## REQUIRED ACTION
In the passage on finding vacuum leaks with WD40, retype the part that opens with the words containing "Think of your" and closes with "other car components.".

If you own a can of WD40, you’re likely familiar with its many convenient uses. It’s a great product for use around the home for various tasks, including lubricating valves and sewing machine wheels for improved function, rust removal from tools, removing glue and paint from flooring, and other practical, helpful jobs. We’re here to show you one for your car you may not know about: how to check for vacuum leaks with WD40.
One of the best ways to use WD40 for your car is to detect a vacuum leak. A vacuum leak occurs when air travels into areas of the engine where it doesn’t belong, which can impact the intake manifold and severely damage the internal-combustion engine.
Think of your vehicle’s engine as an air pump, which intakes air and blends it with fuel, creating compression that creates ignition and results in a smooth function. This process is called internal combustion and requires a vacuum to maintain consistent power for your engine and other car components.
Common Symptoms of Vacuum Leaks
You may initially notice a few symptoms, which may indicate a vac leak and related issues that impact your vehicle.

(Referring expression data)

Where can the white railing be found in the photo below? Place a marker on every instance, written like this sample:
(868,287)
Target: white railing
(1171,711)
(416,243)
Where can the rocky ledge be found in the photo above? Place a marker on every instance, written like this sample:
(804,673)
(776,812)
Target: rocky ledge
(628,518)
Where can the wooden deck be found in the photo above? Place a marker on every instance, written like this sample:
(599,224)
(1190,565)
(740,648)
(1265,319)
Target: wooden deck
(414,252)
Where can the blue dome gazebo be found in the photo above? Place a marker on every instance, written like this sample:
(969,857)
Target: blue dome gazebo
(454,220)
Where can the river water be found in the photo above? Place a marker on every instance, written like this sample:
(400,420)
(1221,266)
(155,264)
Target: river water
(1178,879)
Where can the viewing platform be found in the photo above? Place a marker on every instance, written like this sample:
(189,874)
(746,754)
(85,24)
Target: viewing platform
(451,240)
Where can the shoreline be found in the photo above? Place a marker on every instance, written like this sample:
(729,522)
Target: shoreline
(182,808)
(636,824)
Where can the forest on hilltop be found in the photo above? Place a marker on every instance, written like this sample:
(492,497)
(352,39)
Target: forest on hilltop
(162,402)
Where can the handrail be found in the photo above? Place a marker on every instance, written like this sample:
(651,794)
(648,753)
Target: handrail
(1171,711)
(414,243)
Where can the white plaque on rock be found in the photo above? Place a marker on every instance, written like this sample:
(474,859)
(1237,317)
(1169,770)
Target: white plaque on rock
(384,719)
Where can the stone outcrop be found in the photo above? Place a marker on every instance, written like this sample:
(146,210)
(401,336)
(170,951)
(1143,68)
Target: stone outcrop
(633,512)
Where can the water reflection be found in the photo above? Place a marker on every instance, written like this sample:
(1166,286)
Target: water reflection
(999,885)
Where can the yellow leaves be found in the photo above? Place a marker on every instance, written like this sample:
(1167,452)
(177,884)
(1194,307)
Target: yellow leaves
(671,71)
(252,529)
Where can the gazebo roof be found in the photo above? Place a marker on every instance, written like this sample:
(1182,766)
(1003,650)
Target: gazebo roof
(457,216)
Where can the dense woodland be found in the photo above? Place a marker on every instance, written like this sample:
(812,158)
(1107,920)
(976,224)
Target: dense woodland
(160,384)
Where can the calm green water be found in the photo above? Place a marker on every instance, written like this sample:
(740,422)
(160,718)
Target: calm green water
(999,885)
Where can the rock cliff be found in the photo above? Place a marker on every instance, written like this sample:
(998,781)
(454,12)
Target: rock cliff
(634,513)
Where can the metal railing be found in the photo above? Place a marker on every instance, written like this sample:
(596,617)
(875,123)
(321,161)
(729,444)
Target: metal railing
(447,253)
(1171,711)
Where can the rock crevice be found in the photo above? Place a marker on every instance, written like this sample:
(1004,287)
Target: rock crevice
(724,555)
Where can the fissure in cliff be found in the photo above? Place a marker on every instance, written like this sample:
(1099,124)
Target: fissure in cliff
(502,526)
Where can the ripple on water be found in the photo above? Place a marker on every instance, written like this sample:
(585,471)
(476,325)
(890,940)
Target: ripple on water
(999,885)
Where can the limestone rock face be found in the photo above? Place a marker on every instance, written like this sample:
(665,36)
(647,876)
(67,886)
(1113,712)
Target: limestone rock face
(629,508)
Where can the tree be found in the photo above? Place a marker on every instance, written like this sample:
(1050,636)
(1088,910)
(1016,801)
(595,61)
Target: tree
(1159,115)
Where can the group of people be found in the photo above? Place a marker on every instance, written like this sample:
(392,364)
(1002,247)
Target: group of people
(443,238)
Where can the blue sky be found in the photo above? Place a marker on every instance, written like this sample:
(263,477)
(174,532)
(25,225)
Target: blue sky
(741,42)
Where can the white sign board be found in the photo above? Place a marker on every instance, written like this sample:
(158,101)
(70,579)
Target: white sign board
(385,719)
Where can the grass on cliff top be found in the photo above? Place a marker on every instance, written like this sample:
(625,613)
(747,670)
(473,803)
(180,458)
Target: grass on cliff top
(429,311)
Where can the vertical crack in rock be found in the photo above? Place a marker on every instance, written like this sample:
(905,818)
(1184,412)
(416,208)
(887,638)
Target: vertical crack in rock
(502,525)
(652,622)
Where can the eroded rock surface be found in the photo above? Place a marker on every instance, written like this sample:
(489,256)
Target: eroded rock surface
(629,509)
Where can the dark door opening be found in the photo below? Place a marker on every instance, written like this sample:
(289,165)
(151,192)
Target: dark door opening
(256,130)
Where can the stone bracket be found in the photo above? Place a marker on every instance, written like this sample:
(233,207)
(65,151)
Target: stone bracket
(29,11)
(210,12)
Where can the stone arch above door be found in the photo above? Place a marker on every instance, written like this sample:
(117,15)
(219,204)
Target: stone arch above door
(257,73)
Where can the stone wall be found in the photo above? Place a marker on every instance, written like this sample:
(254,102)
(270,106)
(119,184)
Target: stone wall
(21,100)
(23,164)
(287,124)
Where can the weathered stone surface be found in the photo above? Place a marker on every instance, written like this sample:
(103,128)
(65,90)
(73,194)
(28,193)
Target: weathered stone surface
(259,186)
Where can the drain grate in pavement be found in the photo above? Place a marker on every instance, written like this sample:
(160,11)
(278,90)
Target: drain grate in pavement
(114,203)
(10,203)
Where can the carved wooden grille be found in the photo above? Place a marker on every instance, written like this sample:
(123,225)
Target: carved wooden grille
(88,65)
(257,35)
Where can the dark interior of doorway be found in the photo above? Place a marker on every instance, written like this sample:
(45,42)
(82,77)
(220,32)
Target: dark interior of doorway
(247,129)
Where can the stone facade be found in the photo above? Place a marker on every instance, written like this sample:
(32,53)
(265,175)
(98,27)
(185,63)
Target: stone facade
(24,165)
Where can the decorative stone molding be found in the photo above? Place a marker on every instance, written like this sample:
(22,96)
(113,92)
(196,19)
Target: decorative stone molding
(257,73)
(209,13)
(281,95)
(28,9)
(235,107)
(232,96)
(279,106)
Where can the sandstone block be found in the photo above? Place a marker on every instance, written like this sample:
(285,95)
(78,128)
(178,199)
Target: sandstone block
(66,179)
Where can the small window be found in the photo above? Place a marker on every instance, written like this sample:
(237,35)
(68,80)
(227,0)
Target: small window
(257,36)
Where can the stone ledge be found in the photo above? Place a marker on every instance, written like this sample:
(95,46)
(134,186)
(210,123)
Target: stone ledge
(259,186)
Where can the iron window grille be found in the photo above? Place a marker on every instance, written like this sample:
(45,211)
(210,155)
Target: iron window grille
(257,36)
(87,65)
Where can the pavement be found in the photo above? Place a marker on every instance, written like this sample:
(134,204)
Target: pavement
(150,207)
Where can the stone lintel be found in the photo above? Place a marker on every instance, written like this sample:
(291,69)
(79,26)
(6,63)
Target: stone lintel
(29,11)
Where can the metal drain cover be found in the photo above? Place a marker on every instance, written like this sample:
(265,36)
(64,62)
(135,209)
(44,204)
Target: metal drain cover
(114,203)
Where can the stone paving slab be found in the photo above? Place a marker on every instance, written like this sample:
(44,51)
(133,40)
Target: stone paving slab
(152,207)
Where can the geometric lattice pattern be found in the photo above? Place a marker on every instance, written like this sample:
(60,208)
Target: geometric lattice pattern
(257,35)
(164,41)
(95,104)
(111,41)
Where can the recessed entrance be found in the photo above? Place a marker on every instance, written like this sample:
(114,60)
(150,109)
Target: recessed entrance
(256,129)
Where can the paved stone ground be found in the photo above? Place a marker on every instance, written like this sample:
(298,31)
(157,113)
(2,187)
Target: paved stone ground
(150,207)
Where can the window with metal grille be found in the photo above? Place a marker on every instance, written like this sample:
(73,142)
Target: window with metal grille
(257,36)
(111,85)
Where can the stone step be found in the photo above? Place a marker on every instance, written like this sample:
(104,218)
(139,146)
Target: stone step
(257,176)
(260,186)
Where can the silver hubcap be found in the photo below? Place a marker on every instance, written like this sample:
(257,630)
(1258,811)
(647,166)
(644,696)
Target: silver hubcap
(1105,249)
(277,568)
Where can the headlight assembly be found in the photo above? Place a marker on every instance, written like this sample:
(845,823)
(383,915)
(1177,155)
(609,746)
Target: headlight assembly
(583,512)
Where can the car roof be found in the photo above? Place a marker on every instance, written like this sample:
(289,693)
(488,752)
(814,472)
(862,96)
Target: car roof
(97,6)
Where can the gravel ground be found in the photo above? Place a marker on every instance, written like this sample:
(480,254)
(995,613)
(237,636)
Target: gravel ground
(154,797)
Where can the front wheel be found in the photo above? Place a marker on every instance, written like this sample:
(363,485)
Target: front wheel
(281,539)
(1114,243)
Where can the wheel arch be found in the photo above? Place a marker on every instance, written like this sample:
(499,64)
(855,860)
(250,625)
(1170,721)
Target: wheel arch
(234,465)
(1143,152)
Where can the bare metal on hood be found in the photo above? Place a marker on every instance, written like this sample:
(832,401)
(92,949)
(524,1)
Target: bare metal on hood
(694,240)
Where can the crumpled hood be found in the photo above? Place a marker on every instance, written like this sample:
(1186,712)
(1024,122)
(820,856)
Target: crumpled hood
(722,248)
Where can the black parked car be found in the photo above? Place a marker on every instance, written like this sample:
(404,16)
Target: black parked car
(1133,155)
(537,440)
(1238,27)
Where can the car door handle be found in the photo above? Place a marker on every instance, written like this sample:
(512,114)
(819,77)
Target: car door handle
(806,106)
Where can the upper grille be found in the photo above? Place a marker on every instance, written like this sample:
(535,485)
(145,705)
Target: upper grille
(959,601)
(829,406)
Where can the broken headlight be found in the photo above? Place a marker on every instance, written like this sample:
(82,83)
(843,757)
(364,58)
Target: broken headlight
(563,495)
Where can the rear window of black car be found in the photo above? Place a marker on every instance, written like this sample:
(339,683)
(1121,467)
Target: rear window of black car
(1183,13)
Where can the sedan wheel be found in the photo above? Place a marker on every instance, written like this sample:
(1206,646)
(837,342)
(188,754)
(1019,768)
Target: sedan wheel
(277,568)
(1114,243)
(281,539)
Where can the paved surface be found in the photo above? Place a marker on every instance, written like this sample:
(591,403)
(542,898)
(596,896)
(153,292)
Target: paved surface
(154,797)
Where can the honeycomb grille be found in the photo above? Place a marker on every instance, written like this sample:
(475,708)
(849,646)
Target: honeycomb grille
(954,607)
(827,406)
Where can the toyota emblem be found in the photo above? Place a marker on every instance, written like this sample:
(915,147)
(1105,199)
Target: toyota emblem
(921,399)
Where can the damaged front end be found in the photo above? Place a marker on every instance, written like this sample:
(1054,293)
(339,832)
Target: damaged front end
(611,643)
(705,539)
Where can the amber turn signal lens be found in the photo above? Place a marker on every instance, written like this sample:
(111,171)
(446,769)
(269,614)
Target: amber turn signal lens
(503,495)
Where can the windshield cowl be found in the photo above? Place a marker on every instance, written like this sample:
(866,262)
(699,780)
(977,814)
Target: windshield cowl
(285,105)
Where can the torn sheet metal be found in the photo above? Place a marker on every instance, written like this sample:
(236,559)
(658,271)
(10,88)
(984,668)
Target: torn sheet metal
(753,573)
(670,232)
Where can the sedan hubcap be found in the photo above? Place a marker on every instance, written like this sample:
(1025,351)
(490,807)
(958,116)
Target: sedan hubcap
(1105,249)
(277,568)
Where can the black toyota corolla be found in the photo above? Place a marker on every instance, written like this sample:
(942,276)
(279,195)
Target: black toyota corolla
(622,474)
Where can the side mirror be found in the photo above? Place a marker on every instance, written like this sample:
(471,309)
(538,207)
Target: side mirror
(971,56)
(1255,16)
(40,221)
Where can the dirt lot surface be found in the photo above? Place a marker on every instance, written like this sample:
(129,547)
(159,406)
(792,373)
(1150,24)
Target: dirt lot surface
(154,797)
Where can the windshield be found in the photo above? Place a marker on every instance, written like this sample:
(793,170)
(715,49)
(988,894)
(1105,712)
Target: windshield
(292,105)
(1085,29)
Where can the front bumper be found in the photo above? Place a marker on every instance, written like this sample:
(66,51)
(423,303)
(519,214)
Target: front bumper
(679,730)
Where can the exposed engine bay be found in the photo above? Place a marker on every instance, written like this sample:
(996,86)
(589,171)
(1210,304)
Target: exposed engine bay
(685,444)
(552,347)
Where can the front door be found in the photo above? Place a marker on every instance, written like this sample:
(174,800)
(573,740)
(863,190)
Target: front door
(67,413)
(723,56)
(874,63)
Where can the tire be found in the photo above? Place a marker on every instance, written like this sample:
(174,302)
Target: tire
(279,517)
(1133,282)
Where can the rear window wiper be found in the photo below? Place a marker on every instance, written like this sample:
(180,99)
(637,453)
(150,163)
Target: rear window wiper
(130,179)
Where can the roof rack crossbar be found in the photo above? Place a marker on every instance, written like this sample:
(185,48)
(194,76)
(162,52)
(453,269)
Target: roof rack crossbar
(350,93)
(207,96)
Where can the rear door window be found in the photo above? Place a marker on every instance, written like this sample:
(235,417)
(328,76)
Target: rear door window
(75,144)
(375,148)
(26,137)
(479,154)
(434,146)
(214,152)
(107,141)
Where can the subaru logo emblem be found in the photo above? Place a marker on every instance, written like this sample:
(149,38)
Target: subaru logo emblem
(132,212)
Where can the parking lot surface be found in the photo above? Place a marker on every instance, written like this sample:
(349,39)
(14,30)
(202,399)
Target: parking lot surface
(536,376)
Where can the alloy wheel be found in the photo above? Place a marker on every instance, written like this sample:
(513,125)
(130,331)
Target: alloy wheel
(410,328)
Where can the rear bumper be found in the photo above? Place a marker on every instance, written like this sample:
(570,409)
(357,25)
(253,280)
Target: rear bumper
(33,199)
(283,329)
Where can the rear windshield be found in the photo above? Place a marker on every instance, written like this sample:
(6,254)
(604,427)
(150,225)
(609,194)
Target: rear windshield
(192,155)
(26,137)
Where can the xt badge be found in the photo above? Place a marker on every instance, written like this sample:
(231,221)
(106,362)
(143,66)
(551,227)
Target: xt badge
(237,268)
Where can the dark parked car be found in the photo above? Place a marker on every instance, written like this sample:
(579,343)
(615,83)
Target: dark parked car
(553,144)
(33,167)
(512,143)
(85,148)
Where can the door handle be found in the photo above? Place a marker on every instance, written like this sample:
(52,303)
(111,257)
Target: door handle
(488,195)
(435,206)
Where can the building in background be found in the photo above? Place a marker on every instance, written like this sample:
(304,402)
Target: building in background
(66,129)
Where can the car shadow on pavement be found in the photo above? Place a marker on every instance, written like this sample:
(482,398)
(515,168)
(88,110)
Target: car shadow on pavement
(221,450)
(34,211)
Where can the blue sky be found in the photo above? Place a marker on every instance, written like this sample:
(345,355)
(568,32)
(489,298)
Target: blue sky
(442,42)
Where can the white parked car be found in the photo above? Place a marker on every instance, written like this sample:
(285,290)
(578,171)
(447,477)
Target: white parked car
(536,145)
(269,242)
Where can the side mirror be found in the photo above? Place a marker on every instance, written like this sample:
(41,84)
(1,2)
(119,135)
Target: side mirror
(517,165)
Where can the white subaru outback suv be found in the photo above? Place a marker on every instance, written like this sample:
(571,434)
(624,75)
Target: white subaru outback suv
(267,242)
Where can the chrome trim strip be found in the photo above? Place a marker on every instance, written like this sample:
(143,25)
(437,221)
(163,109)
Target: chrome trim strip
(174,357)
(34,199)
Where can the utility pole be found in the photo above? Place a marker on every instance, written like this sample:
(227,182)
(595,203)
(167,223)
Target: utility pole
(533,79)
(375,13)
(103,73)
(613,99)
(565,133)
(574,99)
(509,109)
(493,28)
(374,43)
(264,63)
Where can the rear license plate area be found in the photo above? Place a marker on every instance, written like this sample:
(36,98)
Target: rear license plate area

## ANSWER TO THE EXERCISE
Think of your vehicle’s engine as an air pump, which intakes air and blends it with fuel, creating compression that creates ignition and results in a smooth function. This process is called internal combustion and requires a vacuum to maintain consistent power for your engine and other car components.